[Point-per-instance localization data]
══════

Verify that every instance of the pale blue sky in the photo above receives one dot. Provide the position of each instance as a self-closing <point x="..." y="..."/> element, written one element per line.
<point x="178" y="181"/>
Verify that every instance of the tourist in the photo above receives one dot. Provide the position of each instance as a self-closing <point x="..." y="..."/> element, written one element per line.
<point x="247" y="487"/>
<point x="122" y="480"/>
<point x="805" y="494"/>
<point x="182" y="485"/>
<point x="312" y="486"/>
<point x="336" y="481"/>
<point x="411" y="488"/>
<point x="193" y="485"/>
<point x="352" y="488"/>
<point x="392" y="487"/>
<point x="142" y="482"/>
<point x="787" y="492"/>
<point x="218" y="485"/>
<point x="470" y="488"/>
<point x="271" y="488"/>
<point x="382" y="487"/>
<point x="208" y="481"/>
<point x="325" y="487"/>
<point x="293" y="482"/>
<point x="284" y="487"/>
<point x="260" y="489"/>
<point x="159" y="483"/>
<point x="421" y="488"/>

══════

▶ Work item
Retype every record without alteration.

▶ Reply
Verify that every instance of the pale blue sky in the photo above receives one dot. Provide the position of each instance as a self-closing <point x="..." y="..."/> element, written one element per line.
<point x="178" y="181"/>
Verify that every instance of the tourist in the photo above receives one dot. Provide the position of each instance as a self-closing <point x="..." y="..."/> element, written one element per line.
<point x="247" y="487"/>
<point x="122" y="480"/>
<point x="805" y="494"/>
<point x="182" y="485"/>
<point x="312" y="486"/>
<point x="336" y="481"/>
<point x="411" y="488"/>
<point x="193" y="485"/>
<point x="352" y="488"/>
<point x="392" y="487"/>
<point x="142" y="482"/>
<point x="787" y="492"/>
<point x="218" y="485"/>
<point x="470" y="488"/>
<point x="271" y="488"/>
<point x="382" y="487"/>
<point x="208" y="481"/>
<point x="325" y="487"/>
<point x="293" y="482"/>
<point x="284" y="487"/>
<point x="260" y="489"/>
<point x="159" y="483"/>
<point x="421" y="488"/>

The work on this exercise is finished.